Consignes:
1. Dans le texte sur les féminicides, expliquez en une à trois phrases pourquoi Cécile a écopé de la même peine que Julien.
2. Poursuivez le texte sur les féminicides et le livre de Mathieu Palain à partir de l'endroit où il s'arrête.

Texte du document:
*****
En cette Journée Internationale des droits des Femmes, nous remettons la question des féminicides au cœur de notre réflexion. Après Ne t’arrête pas de courir, qui raconte sa rencontre avec Toumany Coulibaly, champion de sprint le jour et braqueur la nuit, le journaliste Mathieu Palain revient avec un second livre, paru aux éditions Les Arènes le 12 janvier 2023 : Nos pères, nos frères, nos amis Dans la tête des hommes violents, aboutissement de quatre années d’enquête.

Cécile a 31 ans. En plus de ses cinq jours d’ITT* physique et dix jours d’ITT psychologique, elle a écopé d’une obligation de suivre un stage de responsabilisation sur les violences conjugales. Soit la même peine que Julien, son ex-petit copain qui l’a tabassée pendant 45 minutes, devant son coloc. Elle lui avait donné deux gifles. Il lui faut trois jours et le soutien de sa mère pour oser aller porter plainte. Quand elle rentre chez elle, son père l’engueule : « Mais pourquoi tu portes plainte ? Ça arrive à tout le monde de faire des conneries. »

Sauf que ces conneries-là abiment et tuent parfois. Souvent, trop souvent. La parole s’est certes libérée depuis 2017 et #metoo et les violences conjugales sont sorties du cadre de l’intimité. Mais elles ne sont pourtant toujours admises ni l’affaire de tous.

Pour rappel, 147 femmes ont été tuées en 2021, dont la plus jeune avait 12 ans. 213.000 femmes ont subi des violences sexuelles de la part de leur conjoint ou ex-conjoint. 94.000 ont été victimes de viol ou de tentatives de viol**.
*****
Données fournies:
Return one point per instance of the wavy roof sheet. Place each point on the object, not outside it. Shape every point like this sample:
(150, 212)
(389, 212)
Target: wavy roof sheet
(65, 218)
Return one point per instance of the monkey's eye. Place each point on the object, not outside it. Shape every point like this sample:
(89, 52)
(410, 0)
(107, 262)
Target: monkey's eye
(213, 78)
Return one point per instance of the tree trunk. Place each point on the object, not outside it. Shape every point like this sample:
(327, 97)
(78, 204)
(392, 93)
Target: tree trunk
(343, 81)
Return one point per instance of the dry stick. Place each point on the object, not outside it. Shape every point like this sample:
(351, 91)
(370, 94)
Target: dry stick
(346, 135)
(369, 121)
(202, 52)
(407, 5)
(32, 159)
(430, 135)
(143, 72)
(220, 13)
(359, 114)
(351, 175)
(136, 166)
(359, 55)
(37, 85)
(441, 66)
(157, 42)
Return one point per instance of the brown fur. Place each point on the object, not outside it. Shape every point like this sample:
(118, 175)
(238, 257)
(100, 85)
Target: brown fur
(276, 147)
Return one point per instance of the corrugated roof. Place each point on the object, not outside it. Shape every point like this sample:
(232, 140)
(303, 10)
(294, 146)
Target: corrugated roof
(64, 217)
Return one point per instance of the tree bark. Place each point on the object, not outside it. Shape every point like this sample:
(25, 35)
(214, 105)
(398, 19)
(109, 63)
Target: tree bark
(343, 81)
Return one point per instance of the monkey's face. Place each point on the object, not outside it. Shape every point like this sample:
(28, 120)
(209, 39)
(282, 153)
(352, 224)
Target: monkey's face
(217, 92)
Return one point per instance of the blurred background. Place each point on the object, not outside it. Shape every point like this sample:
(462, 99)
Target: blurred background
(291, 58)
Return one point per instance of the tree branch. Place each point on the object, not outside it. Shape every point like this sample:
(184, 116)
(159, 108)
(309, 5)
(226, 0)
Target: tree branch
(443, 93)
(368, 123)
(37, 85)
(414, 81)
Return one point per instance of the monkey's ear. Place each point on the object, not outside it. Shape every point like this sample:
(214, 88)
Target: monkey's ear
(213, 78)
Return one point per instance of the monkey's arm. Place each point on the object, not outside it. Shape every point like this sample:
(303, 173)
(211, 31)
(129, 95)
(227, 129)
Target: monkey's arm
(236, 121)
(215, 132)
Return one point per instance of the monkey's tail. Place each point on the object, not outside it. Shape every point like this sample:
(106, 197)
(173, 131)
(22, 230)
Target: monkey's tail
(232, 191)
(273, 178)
*****
Résultats par tâche:
1. Cécile a écopé de la même peine que Julien, un stage de responsabilisation sur les violences conjugales, parce qu'elle lui avait donné deux gifles. Lui l'avait pourtant tabassée pendant 45 minutes devant son colocataire.

2.
Mais les victimes, ce sont d’abord les hommes. Tel est le constat édifiant fait par Mathieu Palain, qui a intégré différents groupes de paroles pour les violents conjugaux durant ses quatre années d’enquête. Il y est allé pour entendre « je frappe ma femme » ; mais à la place il entend : « Elle avait pas fait à manger. J’étais en colère. Je lui ai dit : « T’as deux semaines pour quitter le logement, parce qu’une femme qui ne sait pas s’occuper de la maison, ça sert à rien. » Elle m’a répondu qu’elle n’était pas ma boniche, et sur un coup de colère, je l’ai poussée. » Antoine est pasteur évangéliste.

Anthony aussi a ses raisons : « J’ai été accusé de tromperie. Je lui ai mis une gifle. Puis une gifle plus forte qui l’a fait tomber à la renverse. Elle s’est fracassé le crâne sur la table basse. Éclaté la tête. Un bruit énorme. Le lendemain, quand je me suis réveillé, elle était partie pour un foyer pour femmes battues. Et la petite avec. (…) Et maintenant je dois 4800 euros à la mère de mon fils aîné, parce que, en apprenant la nouvelle, elle a porté plainte pour violences conjugales elle aussi, comme quoi je lui aurais mis un coup de boule. Coup de boule imaginaire, qu’elle mérite pourtant ! Elle a eu soi-disant trente jours d’ITT psychologique. Et la deuxième, enfin celle qui a vraiment reçu des gifles, elle a eu huit jours d’ITT physique. »

Non, ces hommes-là ne frappent pas, ils poussent, ils fracassent tout au plus. Mais ils ne frappent pas. De l’art de jouer sur les mots.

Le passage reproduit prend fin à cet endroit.